• Directions for this task: Could you swap every "Target" in the records below for "Object" and give the records again with nothing else changed?

• Task data:
──────────
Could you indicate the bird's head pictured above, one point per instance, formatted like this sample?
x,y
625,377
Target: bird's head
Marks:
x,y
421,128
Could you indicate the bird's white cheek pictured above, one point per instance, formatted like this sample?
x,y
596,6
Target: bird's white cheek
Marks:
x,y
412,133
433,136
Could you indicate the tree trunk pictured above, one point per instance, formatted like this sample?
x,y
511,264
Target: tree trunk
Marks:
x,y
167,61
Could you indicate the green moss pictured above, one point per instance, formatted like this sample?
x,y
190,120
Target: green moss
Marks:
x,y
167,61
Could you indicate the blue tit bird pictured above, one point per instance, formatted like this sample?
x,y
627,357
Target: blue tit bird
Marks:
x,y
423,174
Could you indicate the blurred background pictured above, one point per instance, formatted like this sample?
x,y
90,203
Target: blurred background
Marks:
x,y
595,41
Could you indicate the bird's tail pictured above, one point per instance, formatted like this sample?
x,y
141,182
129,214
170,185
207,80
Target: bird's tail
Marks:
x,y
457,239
──────────
• Worked answer:
Could you indicate the bird's head pictured above, one point per instance, formatted like this sample?
x,y
625,377
Object: bird's head
Marks:
x,y
421,128
Could you indicate the bird's white cheek pictured above, one point per instance, formatted like this sample?
x,y
596,6
Object: bird's white cheek
Marks:
x,y
412,133
433,136
Could you indicate the tree trunk pictured above, one point per instance, formatted like this sample?
x,y
511,264
Object: tree trunk
Marks:
x,y
167,61
Could you indicate the green moss pictured above, one point per instance, formatted like this sample?
x,y
190,120
Object: green moss
Marks:
x,y
167,61
Could you indicate the blue tit bird pictured above, one point per instance, formatted like this sample?
x,y
627,357
Object: blue tit bird
Marks:
x,y
423,174
Could you indicate the blurred background pictured above, one point per instance, formatted like this sample?
x,y
90,203
Object: blurred background
Marks:
x,y
595,41
Could you indicate the bird's tail pictured above, one point per instance, formatted like this sample?
x,y
141,182
129,214
170,185
207,80
Object: bird's tail
Marks:
x,y
457,239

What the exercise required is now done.